-- Reading text start --

Showing multiple variables on a map is an age old challenge in data visualization and cartography. Here we review this design space. This investigation began as a personal curiosity, and expanded to a quest to find the solution to what appears to be an unsolved problem in data visualization — how to calculate the color that one perceives when looking at a particular region of a dot density map. Dot density maps, small multiples, multivariate choropleths, oh my!
Dot density maps (sometimes called dot distribution maps) show little dots that are randomly distributed within polygons on a map. One dot generally corresponds to a fixed number of things. If its representing demographic data, for example, one dot might correspond to a certain number of people. In the map below from Wikipedia, one dot corresponds to 1,000 people from the 2010 Census. Color here represents Black vs. Latino.

-- Reading text end --
-- Records shown start --

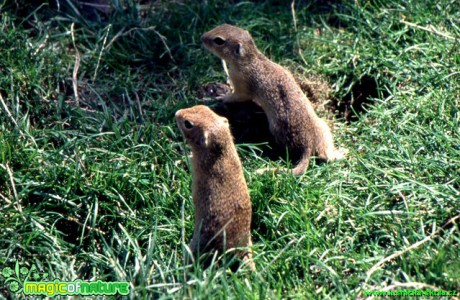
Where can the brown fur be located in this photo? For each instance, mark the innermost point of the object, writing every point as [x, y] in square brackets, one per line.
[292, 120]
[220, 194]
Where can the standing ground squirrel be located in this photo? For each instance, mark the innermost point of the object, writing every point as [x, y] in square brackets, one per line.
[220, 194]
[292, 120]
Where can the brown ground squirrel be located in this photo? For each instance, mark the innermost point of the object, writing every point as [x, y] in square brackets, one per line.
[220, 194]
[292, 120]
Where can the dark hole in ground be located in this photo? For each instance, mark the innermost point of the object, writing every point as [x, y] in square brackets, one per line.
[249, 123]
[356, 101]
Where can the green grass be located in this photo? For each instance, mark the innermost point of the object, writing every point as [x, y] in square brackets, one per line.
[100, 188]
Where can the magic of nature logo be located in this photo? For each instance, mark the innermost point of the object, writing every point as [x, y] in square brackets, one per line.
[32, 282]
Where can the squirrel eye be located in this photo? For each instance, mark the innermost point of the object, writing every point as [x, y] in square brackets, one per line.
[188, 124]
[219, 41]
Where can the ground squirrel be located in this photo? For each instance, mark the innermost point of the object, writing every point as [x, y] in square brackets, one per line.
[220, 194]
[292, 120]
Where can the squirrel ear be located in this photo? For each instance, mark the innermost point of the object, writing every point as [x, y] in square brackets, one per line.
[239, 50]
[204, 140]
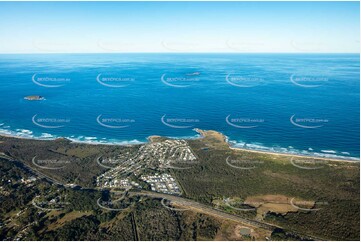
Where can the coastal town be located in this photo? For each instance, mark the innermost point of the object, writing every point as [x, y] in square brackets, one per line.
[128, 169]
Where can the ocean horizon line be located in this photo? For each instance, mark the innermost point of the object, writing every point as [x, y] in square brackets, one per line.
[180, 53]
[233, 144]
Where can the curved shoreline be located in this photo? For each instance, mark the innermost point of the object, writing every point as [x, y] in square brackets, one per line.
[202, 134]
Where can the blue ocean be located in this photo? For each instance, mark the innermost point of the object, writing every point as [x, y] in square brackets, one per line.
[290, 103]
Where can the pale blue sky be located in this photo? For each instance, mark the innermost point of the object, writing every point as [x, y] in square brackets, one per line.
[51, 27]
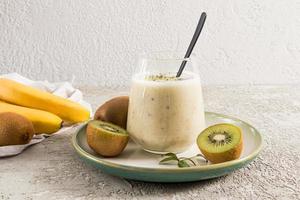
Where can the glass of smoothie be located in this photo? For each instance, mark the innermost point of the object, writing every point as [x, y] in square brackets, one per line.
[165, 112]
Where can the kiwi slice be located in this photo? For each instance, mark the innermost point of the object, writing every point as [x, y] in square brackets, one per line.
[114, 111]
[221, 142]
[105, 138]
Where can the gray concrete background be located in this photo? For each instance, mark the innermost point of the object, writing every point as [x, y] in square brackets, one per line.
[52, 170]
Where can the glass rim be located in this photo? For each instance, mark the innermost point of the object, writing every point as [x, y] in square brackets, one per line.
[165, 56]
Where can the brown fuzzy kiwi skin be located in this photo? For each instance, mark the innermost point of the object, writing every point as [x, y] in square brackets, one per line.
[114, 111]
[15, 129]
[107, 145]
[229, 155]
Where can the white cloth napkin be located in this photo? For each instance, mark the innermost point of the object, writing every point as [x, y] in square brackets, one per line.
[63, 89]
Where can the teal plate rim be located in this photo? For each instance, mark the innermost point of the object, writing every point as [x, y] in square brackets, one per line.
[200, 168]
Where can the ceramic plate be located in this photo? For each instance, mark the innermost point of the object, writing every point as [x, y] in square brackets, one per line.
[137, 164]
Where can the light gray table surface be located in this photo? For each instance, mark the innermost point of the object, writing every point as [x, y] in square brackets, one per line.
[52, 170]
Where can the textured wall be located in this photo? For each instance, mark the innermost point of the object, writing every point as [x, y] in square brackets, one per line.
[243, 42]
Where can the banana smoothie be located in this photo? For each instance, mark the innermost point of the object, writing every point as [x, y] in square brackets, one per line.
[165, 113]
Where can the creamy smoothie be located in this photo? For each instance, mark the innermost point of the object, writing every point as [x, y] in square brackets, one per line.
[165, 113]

-- Records shown end --

• **Goal of the exercise**
Answer these questions about the text on mapping multiple variables:
(a) What other name does the text give for dot density maps?
(b) In the Wikipedia map, how many people does one dot correspond to?
(c) What problem does the text describe as apparently unsolved in data visualization?

• **Exercise solution**
(a) Dot distribution maps.
(b) 1,000 people from the 2010 Census.
(c) How to calculate the color that one perceives when looking at a particular region of a dot density map.